Aufgaben →
1: An welchem Theater hat Marco Štorman laut dem Textauszug zum Rosenkavalier schon früher eine Fassung dieser Oper inszeniert?
2: Setzen Sie den Textauszug zum Rosenkavalier im Anschluss an seinen letzten Satz fort.

Textauszug →
....
Nur wenige Tage nach der Uraufführung im Januar 1911 hatte Der Rosenkavalier auch im 1905 erbauten Neuen Stadttheater am Ring in Nürnberg Premiere. Sogar Richard Strauss selbst dirigierte dort eine Vorstellung; doch er beklagte sehr das ungenügende Niveau der damaligen Sänger und Musiker. Umso mehr zeigte er sich erfreut mit einer erneuten Inszenierung 1930 in Nürnberg, als eine bessere finanzielle Ausstattung zu überzeugenderem künstlerischen Resultat führte. Die klangsüffige „wienerische Maskerade“ des Regisseurs Heinz Lukas-Kindermann, der 1987 Christian Thielemann seinen Stempel aufdrückte, blieb mir in lebhafter Erinnerung.
Der 1980 in Hamburg geborene Regisseur Marco Štorman inszenierte bereits am Stadttheater Klagenfurt eine im historischen Milieu angesiedelte Fassung des Rosenkavaliers. In der neuen Nürnberger Produktion verbannt er nun pur und eindringlich alle gemütlichen Requisiten aus dem Geschehen. Seine Figuren sollen sich nicht mehr hinter Reifröcken und Spielregeln einer erfundenen Zeit verstecken, zwischen Klischees und Konventionen scheinbar wohlig scharwenzeln können. Das schrille Ich eines Ochs eckt mit seinem sexistisch plumpen Überschwall an, die Feldmarschallin kämpft gegen die Vergänglichkeit von attraktivem Chic, Octavian legt sich in seinen vielen Gesichtern und Verkleidungen eine Hybris von Unbesiegbarkeit zurecht. Gerade in unmittelbarem Aufeinandertreffen der Charaktere kommt so eine intensive Auseinandersetzung um Sittenzwänge und Sehnsüchte zustande.
Konsequent ist auch das Bühnenbild (Frauke Löffel, Anna Rudolph) von Kissen, Kitsch und Krempel befreit; an Stelle von Stadtpalais ein in metallischem Anthrazit und Schwarz ertrinkender Stangenwald oder nichtssagende Lamellenvorhänge, die mühsam immer wieder verstellt werden und die Konzentration ablenken. Da hätte eine leere Bühne mehr Verdichtung schaffen können. Lichtvorhänge sehen zwar blendend aus, tun es aber auch.
....
Datenauszug →
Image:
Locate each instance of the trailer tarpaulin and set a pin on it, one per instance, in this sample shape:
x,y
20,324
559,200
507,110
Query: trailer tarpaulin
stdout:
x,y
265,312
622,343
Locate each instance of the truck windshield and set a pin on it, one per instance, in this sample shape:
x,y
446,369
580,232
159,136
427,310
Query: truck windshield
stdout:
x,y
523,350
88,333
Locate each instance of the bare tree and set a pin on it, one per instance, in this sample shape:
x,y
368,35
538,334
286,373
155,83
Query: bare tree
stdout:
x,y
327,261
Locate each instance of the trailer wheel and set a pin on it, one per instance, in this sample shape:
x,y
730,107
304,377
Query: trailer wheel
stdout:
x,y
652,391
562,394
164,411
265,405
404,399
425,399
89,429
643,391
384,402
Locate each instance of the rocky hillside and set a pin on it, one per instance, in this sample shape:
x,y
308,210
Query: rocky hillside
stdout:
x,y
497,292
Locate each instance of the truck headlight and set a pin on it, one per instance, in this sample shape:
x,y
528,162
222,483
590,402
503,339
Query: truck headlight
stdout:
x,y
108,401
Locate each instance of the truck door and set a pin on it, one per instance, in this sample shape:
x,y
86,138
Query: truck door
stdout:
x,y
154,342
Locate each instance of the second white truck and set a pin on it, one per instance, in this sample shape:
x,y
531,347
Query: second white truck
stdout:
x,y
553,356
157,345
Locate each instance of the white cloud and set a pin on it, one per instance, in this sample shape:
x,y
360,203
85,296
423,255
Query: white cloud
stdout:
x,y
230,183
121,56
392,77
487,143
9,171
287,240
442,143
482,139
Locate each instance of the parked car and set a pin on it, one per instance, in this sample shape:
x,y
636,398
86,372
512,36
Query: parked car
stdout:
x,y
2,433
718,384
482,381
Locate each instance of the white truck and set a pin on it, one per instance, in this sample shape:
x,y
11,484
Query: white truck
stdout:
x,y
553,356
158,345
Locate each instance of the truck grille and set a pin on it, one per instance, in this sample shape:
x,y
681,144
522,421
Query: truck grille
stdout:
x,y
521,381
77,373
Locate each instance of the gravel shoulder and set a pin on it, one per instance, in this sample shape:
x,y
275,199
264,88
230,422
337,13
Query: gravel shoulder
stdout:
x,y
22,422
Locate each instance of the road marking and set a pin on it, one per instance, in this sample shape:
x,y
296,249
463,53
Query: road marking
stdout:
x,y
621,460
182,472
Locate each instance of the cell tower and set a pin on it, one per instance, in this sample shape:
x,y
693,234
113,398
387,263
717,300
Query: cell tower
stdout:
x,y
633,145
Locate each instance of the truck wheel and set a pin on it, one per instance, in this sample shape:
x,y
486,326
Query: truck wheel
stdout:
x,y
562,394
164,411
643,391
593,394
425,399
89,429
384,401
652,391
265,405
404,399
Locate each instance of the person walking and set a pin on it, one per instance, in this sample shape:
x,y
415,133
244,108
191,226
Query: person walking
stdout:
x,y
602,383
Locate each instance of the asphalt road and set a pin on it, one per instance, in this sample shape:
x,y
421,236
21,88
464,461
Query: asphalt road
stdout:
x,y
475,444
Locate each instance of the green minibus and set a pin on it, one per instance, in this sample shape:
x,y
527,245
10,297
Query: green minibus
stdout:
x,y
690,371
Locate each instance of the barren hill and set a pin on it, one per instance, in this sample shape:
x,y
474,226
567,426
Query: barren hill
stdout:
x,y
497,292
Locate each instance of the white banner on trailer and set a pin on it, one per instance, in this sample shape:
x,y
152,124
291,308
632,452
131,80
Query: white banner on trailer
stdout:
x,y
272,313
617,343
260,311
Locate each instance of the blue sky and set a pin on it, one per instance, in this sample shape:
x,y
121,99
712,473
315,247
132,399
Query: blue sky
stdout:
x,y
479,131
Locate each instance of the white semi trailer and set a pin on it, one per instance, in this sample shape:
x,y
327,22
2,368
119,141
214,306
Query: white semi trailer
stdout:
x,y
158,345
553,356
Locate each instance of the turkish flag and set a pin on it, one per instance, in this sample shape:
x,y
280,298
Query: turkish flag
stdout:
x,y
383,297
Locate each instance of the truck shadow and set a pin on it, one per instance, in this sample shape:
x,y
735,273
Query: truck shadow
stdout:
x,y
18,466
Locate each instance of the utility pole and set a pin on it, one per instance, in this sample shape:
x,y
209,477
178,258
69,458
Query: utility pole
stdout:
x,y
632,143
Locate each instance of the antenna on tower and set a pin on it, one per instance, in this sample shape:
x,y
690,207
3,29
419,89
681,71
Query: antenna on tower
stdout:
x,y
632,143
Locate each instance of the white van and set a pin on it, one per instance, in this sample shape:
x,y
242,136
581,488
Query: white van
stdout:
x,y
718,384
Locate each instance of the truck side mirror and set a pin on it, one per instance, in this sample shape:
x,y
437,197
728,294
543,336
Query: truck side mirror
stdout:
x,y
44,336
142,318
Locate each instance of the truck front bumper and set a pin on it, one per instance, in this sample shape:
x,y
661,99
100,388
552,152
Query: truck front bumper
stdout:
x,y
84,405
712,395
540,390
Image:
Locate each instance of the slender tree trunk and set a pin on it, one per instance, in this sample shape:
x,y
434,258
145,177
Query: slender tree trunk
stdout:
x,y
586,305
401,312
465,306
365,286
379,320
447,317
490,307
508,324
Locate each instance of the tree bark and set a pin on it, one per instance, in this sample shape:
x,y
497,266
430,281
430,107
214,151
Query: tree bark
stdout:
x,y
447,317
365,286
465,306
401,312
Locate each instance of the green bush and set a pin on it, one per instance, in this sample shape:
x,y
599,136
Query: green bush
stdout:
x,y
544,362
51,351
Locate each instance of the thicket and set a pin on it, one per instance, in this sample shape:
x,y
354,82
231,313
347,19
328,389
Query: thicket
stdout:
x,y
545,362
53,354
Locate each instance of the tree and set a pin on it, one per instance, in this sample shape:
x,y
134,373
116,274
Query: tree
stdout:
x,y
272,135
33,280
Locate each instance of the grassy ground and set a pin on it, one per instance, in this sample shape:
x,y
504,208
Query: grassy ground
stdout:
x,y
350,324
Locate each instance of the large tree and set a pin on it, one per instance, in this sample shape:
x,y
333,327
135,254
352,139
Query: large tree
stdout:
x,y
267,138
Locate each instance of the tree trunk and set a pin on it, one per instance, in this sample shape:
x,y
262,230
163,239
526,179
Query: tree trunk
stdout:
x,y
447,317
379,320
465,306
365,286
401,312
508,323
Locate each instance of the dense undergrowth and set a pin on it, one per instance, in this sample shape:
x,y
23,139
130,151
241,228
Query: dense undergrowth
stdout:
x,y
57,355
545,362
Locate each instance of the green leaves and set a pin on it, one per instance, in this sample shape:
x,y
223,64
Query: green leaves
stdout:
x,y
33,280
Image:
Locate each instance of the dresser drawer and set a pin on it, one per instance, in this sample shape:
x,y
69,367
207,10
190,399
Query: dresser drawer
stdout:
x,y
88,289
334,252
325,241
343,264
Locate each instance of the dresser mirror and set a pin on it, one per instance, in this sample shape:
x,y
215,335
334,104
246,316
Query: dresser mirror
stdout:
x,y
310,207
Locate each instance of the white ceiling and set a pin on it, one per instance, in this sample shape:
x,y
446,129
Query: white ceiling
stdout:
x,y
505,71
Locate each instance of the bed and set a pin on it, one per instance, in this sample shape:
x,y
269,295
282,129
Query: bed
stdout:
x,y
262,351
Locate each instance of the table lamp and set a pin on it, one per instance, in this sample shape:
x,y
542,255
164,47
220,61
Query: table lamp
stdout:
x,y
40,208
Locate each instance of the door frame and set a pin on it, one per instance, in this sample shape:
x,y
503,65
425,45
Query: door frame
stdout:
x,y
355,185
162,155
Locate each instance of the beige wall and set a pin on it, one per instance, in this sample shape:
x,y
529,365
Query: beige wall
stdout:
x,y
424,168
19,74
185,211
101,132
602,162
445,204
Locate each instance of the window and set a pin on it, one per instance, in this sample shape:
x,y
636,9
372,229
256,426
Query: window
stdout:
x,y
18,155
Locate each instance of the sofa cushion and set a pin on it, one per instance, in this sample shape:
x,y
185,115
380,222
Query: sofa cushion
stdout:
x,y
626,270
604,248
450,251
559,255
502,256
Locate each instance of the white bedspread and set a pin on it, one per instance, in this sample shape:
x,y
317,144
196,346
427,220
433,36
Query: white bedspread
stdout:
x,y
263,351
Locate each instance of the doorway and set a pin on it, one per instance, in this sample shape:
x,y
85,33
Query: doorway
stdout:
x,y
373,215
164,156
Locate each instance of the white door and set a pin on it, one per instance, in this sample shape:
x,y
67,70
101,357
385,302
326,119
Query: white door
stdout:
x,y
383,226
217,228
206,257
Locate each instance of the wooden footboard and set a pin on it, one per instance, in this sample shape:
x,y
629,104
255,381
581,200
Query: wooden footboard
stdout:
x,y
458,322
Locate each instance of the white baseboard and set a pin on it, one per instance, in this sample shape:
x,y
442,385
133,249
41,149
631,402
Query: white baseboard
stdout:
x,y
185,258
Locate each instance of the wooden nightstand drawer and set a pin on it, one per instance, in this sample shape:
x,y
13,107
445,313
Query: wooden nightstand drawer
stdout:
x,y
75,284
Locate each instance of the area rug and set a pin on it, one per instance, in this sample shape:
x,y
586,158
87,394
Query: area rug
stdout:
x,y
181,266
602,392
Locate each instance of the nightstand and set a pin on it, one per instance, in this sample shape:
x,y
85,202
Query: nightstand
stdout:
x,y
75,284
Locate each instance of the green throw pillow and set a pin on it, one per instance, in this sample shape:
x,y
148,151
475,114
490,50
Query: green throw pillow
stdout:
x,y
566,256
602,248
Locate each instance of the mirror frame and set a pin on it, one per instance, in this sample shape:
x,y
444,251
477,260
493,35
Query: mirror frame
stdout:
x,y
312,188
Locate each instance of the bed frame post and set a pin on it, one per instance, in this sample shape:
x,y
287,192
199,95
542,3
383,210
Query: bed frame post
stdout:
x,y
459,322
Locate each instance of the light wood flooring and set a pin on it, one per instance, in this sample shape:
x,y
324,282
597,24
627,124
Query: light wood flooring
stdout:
....
Lösungen →
1: Am Stadttheater Klagenfurt.

2:
Für den Baron Ochs auf Lerchenau hatte man Patrick Zielke gewinnen können, der sich in Štormans Sichtweise einer multiplen Gier nach Reichtum, Standesdünkel und schneller Liebelei bewundernswert einfügte. Dass er auch ein Fall für ein #MeToo-Tribunal wäre, spielte er in Nürnberg genüsslich aus; wie er nach dem Aufdecken seiner Fehltritte hosen-, aber nicht kampflos weiteragierte, war höchste Schauspielkunst. Wenn sein Ochs nicht die schwärzeste aller Bassrollen ist, so kam sie absolut wohltönend auch aus der Horizontalen am schwarzen Bühnenboden.
Mit der Partie des jungen Grafen Octavian gab die kanadische Mezzosopranistin Mireille Lebel in Nürnberg ihr umjubeltes Debüt. Bewundernswert wie sie im Spiel mit schnell wechselnden Identitäten auch in konträre Charaktere wechselte, virtuos als Hitzsporn und jungenhaft hinter nonchalant unbedarftem Plauderer den Wirbelsturm eigener Gefühle verbarg. Mit vielschichtig farbigem Mezzo gestaltete sie wie in einer Parallelwelt berührende Einsichten des inneren Zwiespalts.
Für Emily Newton war die Partie der Feldmarschallin eine persönliche Premiere. Im turbulenten Getöse ihres Hofstaats kam ihr dezent eingesetzter Sopran oft nicht zur Geltung. Im Finale des ersten Akts mit Octavian aber und im Terzett des dritten Akts, wenn das Orchester sich träumerisch weich nuancierte, erreichte sie in der resignativen Intimität ihrer Wahrheit allergrößten Charme und atemberaubende Ausstrahlung.
Sophie, Tochter des reichen Neugeadelten, der Octavians Werbung für Ochs gelten soll, muss sich am wenigsten verbiegen. So wirkt bei Julia Grüter das Entsetzen über das Schachern um Sophies Verlobung echt, kommt sie in ihrer Rolle wie ihrem Gesang klar, mit wunderschön strahlenden Höhen heraus; das Eingeständnis der Liebe zu Octavian ist im japanisch bedruckten Sweatshirt zeitgemäß ungezwungen.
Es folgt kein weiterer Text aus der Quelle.